Your job is to report every line of the entries that has "maroon".

____________

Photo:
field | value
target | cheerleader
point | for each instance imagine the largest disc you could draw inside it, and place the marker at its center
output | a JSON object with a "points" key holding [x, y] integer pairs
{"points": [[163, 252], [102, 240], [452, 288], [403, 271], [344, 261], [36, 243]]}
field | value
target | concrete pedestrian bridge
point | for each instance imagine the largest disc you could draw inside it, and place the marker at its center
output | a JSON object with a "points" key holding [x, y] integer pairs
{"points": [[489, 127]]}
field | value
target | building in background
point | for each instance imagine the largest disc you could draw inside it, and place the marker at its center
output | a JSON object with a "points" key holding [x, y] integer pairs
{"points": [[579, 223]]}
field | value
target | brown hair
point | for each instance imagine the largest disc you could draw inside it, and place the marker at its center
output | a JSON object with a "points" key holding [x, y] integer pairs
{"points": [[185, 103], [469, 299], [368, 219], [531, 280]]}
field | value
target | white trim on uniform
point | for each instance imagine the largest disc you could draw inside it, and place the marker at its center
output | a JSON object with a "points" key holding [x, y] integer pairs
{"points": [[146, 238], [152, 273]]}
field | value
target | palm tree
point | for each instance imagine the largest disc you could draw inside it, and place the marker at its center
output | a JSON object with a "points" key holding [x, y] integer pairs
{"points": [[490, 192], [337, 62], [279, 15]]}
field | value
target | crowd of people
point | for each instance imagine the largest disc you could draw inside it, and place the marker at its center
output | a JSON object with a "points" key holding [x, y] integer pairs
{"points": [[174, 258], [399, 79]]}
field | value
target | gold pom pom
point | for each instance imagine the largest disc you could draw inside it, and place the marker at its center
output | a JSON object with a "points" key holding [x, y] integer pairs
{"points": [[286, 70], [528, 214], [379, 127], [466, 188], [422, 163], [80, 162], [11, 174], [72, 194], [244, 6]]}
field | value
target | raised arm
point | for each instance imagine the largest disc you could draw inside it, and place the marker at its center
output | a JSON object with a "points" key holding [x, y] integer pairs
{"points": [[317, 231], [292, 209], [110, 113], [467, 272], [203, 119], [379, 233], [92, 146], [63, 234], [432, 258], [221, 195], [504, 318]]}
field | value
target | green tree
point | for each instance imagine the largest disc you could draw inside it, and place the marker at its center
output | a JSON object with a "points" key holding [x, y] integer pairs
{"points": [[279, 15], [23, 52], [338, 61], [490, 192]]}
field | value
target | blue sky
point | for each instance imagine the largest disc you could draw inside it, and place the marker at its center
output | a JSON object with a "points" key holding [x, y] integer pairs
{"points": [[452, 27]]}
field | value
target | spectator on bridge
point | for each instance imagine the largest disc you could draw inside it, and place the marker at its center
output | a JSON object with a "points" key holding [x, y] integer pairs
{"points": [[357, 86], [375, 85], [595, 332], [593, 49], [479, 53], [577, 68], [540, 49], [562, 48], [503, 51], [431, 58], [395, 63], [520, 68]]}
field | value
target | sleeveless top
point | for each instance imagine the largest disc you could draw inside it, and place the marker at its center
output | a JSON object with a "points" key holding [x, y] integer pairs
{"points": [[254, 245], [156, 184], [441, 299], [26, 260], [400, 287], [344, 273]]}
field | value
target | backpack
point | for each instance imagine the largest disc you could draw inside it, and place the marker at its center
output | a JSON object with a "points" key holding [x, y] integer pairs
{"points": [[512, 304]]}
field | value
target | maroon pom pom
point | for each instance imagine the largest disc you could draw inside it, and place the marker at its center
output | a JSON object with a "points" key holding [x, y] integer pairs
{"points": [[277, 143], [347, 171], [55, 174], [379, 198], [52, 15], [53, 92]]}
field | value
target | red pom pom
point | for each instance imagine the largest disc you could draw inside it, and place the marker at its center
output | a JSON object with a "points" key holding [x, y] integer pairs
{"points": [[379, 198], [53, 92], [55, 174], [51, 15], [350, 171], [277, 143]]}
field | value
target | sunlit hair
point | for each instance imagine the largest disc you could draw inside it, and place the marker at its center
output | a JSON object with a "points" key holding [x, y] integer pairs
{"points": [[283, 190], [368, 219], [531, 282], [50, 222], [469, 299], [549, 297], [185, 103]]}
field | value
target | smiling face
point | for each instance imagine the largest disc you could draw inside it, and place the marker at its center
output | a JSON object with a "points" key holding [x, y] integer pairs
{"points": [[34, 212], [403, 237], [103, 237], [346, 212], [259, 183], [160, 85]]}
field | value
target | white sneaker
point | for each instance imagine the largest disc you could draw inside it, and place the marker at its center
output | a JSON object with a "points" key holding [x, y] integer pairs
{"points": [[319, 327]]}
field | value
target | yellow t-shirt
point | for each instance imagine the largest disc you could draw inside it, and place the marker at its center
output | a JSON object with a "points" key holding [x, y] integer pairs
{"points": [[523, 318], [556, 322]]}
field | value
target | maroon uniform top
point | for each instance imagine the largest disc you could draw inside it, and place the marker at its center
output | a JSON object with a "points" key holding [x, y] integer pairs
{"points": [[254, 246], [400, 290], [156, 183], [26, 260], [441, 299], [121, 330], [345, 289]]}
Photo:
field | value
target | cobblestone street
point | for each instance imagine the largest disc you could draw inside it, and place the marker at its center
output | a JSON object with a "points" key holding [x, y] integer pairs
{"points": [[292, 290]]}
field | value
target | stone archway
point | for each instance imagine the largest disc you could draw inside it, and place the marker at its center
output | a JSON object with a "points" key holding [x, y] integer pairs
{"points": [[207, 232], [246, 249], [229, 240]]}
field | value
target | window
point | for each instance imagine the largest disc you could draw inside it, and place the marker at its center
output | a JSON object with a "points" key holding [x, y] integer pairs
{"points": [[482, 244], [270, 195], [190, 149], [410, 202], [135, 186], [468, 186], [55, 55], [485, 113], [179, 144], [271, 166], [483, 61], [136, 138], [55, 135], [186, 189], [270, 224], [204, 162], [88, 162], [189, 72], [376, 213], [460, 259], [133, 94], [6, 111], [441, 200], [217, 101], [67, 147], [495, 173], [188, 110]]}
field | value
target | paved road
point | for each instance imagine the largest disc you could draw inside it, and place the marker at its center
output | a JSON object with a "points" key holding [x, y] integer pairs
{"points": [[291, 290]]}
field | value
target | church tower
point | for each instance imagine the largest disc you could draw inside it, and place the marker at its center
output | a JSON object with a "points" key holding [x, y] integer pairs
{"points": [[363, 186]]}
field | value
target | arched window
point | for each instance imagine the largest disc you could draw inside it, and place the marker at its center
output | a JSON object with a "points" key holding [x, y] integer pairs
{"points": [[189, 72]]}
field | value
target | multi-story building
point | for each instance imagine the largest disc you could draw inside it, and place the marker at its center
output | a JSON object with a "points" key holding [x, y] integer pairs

____________

### Result for this exercise
target | maroon pom pom
target | maroon uniform top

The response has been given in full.